§ Task brief
Please reproduce, word for word, the passage of the Yuriy Sedykh biography starting at "Competition" and ending at "to doping sanctions).".

§ Document segment
--

Yuriy Georgiyevich Sedykh (, ) (11 June 1955 – 14 September 2021) was a track and field athlete who represented the Soviet Union from 1976–1991 in the hammer throw. He was a European, World and Olympic Champion, and holds the world record with a throw of 86.74 m in 1986.

Career 
Sedykh was born in Novocherkassk, Russia, and grew up in Nikopol, Ukraine. He took up track and field in 1967 under coach Vladimir Ivanovich Volovik. He trained at Burevestnik and later at the Armed Forces sports society in Kyiv, attaining the rank of major in the Soviet Army. From 1972 he was coached by Anatoliy Bondarchuk, who is widely regarded as one of the best hammer coaches in the world. In 1973 he became a member of the USSR National Junior Team.

Competition 
Sedykh won gold medals at the 1976 Summer Olympics and 1980 Summer Olympics as well as taking first at the 1986 Goodwill Games. He set a world record of 86.74 m at the 1986 European championships in Stuttgart, where he won his third title in a row. He also came first at the 1991 World Championships. Only Sedykh and Sergey Litvinov have thrown over 86 meters in the history of the sport (Ivan Tsikhan's 86.73 m throw in 2005 was annulled by the IAAF in April 2014 due to doping sanctions).

--

§ Entries supplied

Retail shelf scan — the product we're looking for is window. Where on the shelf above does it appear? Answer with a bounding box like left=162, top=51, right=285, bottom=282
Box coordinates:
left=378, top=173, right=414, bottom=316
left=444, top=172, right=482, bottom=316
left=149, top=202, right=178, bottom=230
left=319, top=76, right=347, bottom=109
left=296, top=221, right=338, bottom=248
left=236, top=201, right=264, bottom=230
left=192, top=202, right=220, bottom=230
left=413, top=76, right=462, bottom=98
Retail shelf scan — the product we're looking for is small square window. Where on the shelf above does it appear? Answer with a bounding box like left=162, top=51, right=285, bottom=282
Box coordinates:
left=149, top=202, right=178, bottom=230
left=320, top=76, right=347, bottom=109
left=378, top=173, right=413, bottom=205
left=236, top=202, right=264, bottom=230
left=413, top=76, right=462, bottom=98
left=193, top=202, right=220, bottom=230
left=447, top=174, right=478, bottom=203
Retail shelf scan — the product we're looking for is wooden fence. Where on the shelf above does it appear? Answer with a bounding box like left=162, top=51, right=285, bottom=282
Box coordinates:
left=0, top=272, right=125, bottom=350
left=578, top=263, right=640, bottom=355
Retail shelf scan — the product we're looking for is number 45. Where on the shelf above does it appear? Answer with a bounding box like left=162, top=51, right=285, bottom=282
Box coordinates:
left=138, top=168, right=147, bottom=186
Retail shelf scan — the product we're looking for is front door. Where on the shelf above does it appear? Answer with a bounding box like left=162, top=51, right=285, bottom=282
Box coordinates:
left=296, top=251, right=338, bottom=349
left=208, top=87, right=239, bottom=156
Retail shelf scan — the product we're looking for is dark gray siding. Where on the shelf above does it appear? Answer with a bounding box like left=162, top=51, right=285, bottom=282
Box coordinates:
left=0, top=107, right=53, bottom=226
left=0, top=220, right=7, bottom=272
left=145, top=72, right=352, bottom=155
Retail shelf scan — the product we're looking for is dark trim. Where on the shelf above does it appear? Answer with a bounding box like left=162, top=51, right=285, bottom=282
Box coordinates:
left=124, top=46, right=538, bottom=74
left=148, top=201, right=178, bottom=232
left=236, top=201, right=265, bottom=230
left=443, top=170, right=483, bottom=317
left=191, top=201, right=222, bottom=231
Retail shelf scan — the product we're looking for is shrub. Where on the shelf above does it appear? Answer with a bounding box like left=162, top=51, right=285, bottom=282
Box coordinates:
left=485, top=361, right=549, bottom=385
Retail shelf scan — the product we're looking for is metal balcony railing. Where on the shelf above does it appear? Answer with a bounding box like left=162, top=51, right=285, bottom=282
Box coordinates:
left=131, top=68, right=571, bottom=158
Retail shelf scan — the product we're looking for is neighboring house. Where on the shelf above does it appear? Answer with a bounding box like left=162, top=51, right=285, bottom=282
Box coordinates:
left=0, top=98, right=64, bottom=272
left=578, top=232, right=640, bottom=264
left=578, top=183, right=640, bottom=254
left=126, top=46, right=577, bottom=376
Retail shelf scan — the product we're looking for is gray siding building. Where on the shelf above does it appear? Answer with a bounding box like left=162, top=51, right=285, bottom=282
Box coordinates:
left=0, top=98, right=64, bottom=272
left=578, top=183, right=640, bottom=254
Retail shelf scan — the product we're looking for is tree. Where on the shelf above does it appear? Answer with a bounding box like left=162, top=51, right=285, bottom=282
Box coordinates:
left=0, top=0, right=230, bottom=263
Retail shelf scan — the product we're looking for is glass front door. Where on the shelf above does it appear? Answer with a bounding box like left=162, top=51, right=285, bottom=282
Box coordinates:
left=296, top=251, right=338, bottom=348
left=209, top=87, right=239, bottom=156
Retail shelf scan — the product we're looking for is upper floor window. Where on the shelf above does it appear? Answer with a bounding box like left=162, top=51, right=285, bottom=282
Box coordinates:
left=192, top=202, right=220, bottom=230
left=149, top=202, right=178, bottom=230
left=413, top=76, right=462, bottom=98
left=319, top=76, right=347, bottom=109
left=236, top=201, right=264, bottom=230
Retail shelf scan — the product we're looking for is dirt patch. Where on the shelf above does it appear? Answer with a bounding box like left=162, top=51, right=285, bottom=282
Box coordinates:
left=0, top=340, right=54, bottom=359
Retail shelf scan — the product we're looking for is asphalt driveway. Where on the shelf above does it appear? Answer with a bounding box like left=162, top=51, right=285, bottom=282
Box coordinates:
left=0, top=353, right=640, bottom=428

--

§ Worked solution
Competition 
Sedykh won gold medals at the 1976 Summer Olympics and 1980 Summer Olympics as well as taking first at the 1986 Goodwill Games. He set a world record of 86.74 m at the 1986 European championships in Stuttgart, where he won his third title in a row. He also came first at the 1991 World Championships. Only Sedykh and Sergey Litvinov have thrown over 86 meters in the history of the sport (Ivan Tsikhan's 86.73 m throw in 2005 was annulled by the IAAF in April 2014 due to doping sanctions).